What you need to do:
In the data that follows, find the line containing "Each instance of the south"; then quote that line and every line after it, exactly, through the last one.

---------- Material provided

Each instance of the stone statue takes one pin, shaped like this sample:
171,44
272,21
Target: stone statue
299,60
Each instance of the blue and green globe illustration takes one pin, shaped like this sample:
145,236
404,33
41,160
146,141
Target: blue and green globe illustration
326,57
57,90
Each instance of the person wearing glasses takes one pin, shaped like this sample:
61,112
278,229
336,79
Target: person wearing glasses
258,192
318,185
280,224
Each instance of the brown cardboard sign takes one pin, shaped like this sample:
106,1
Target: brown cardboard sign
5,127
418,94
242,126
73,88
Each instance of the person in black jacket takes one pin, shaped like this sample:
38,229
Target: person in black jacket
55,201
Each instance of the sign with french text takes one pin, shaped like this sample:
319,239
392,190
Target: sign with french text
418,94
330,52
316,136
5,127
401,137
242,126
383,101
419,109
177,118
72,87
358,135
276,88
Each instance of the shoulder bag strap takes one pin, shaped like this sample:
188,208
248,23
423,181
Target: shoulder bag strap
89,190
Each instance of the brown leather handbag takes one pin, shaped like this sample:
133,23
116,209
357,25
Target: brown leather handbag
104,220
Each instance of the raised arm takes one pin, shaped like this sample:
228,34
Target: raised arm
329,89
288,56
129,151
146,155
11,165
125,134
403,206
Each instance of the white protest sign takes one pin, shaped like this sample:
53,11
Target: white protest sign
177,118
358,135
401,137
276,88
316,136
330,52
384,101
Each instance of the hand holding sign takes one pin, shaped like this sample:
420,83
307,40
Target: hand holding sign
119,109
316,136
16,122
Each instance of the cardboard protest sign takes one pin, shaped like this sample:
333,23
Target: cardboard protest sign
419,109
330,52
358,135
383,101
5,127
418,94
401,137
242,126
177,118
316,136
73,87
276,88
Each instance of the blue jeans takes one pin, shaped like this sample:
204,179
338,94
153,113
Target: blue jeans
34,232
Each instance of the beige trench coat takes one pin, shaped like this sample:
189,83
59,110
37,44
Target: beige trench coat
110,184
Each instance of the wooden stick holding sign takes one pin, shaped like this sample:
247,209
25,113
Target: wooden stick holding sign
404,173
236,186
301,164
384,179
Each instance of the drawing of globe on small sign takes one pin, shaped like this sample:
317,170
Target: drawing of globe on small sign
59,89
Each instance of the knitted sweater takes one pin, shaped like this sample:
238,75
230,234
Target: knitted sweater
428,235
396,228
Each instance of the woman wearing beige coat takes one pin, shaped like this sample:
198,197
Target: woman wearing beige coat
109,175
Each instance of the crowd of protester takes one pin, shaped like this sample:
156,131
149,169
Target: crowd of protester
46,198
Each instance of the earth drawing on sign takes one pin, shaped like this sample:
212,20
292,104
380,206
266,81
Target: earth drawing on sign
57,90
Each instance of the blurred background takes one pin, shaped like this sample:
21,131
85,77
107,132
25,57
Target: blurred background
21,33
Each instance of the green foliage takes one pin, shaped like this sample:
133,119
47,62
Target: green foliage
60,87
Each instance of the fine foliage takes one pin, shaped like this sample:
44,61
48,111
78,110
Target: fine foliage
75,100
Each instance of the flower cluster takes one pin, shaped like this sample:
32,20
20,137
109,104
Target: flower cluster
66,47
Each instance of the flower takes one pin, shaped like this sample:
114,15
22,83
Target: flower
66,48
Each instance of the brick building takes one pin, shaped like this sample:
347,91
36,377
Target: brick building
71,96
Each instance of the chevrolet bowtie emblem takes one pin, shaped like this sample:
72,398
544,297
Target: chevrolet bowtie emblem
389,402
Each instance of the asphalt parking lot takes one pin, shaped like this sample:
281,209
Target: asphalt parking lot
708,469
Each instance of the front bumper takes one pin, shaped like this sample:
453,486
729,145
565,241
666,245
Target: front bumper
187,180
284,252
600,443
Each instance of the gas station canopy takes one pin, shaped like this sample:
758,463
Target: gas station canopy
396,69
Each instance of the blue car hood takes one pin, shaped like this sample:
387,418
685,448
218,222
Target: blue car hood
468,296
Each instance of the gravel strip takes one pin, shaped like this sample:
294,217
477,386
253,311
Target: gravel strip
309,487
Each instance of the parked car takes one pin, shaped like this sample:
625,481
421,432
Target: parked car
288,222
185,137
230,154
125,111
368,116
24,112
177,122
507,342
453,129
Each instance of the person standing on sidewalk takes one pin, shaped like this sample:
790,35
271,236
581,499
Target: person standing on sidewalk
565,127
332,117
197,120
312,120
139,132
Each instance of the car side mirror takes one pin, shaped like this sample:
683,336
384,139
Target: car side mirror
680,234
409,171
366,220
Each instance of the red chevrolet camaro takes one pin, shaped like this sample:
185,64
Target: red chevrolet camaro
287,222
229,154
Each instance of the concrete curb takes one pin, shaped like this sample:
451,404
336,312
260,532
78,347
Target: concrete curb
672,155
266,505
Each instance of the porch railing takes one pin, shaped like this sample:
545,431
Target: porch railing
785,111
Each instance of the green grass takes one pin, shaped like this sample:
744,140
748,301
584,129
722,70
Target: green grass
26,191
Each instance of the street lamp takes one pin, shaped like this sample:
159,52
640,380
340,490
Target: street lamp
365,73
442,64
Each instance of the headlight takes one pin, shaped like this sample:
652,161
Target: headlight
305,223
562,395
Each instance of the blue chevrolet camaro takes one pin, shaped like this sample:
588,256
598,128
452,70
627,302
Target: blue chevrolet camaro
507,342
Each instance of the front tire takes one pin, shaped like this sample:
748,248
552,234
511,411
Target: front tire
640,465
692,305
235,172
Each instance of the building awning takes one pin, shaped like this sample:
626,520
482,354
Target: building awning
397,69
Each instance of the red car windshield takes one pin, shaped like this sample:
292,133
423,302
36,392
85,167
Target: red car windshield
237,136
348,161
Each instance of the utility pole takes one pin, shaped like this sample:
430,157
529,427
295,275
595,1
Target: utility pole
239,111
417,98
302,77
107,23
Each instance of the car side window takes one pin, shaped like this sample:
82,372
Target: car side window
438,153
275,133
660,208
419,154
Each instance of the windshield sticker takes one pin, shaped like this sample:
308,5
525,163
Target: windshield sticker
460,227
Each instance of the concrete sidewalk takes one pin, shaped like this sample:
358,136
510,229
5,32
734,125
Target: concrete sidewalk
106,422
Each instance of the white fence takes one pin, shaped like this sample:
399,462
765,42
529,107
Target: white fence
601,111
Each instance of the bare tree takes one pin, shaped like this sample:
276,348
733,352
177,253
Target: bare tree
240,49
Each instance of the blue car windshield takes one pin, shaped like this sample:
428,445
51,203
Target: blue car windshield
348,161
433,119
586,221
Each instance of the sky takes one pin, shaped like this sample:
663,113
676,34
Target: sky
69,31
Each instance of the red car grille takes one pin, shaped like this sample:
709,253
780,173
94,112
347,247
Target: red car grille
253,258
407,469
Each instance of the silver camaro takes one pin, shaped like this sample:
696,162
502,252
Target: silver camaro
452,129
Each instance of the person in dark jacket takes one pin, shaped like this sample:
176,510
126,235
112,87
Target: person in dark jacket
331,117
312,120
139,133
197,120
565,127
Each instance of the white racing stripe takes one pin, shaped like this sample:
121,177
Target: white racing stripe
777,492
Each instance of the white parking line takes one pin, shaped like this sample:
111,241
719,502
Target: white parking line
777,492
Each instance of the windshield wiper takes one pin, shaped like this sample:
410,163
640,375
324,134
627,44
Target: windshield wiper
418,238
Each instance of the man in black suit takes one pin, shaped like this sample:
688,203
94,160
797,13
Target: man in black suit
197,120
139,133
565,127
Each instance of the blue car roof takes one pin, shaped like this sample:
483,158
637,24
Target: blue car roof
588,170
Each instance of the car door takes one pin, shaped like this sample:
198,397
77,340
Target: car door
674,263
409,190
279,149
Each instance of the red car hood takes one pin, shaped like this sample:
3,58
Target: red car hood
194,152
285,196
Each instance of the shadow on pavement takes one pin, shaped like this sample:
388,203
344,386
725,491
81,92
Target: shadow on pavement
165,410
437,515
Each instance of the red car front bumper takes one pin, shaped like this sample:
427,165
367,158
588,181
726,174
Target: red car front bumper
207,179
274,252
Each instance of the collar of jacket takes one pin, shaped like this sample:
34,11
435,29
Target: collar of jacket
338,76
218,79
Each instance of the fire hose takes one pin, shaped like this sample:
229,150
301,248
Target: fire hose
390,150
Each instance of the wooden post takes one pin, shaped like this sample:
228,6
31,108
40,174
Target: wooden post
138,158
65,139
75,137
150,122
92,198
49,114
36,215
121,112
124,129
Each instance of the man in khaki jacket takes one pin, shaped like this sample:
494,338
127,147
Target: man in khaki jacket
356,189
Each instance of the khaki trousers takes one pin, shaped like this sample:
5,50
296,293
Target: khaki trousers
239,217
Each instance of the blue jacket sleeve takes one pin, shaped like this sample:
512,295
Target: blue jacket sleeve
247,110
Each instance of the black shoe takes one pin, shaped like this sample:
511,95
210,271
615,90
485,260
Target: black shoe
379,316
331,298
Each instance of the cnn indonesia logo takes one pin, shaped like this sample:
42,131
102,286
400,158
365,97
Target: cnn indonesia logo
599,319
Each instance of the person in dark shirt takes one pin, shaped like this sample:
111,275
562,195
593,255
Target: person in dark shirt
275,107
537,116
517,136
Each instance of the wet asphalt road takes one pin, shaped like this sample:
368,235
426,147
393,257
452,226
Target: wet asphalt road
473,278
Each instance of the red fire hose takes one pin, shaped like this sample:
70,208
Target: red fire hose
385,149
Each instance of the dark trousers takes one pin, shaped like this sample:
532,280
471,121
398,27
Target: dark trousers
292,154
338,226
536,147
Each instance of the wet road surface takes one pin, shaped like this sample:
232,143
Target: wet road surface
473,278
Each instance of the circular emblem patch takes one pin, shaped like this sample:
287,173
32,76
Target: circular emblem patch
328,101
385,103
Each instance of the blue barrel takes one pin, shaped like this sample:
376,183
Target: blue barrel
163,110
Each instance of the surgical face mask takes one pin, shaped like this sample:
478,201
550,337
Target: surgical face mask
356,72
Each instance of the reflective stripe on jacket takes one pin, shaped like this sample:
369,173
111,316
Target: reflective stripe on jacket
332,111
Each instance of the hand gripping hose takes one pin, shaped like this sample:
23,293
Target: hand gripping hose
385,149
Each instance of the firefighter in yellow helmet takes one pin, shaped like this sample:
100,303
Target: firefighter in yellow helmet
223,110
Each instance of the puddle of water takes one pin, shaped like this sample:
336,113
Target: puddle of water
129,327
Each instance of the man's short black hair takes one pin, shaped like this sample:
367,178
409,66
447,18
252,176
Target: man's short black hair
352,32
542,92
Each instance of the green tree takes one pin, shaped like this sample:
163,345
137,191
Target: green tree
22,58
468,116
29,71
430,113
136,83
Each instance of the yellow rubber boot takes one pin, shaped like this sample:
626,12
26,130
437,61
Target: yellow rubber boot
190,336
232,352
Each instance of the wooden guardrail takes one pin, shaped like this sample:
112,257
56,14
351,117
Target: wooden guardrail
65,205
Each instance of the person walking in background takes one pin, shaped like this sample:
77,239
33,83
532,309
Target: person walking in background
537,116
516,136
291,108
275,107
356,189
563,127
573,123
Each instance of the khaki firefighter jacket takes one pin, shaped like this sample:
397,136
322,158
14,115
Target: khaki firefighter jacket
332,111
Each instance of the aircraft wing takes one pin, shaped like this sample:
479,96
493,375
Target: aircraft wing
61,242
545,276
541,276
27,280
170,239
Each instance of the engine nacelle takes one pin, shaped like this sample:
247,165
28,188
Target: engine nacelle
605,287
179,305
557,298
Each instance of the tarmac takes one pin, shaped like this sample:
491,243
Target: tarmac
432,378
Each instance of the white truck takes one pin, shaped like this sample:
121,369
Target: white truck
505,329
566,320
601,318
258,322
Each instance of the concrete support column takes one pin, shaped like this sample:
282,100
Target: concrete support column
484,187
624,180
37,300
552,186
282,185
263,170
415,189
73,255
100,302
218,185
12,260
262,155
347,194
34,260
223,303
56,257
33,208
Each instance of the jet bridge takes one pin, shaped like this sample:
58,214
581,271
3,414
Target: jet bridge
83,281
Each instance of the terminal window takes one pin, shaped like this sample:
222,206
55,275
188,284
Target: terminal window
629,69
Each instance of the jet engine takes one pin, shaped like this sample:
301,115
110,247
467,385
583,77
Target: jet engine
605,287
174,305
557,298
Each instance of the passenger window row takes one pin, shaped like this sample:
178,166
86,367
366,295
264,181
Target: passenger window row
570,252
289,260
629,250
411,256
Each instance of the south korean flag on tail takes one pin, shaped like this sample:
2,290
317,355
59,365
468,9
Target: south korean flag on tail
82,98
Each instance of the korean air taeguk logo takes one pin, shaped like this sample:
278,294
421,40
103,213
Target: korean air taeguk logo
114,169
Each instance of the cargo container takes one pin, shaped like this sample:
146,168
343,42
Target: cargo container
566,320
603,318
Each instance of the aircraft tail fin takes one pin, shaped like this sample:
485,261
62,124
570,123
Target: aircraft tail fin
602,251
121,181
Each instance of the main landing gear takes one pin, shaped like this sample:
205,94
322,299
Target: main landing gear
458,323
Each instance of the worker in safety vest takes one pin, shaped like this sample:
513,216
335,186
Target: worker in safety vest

--------------------

Exercise result:
Each instance of the south korean flag on tail takes one pin, shaped like this sample:
2,290
317,355
59,365
468,9
Target: south korean flag on tail
82,98
Each instance of the korean air taeguk logo takes one pin, shaped like this sample:
278,294
421,40
103,213
Target: korean air taeguk logo
114,169
Each instance of the cargo container takes one pin, shaped like this sample:
146,168
343,42
Target: cargo container
566,320
603,318
Each instance of the aircraft tail fin takes one pin, shaped like this sample:
485,261
62,124
570,123
Target: aircraft tail fin
602,251
121,181
Each instance of the main landing gear takes one pin, shaped like this sample:
205,94
322,299
Target: main landing gear
458,323
Each instance of the worker in safety vest takes one pin, shaped like this sample:
513,216
335,186
Target: worker in safety vest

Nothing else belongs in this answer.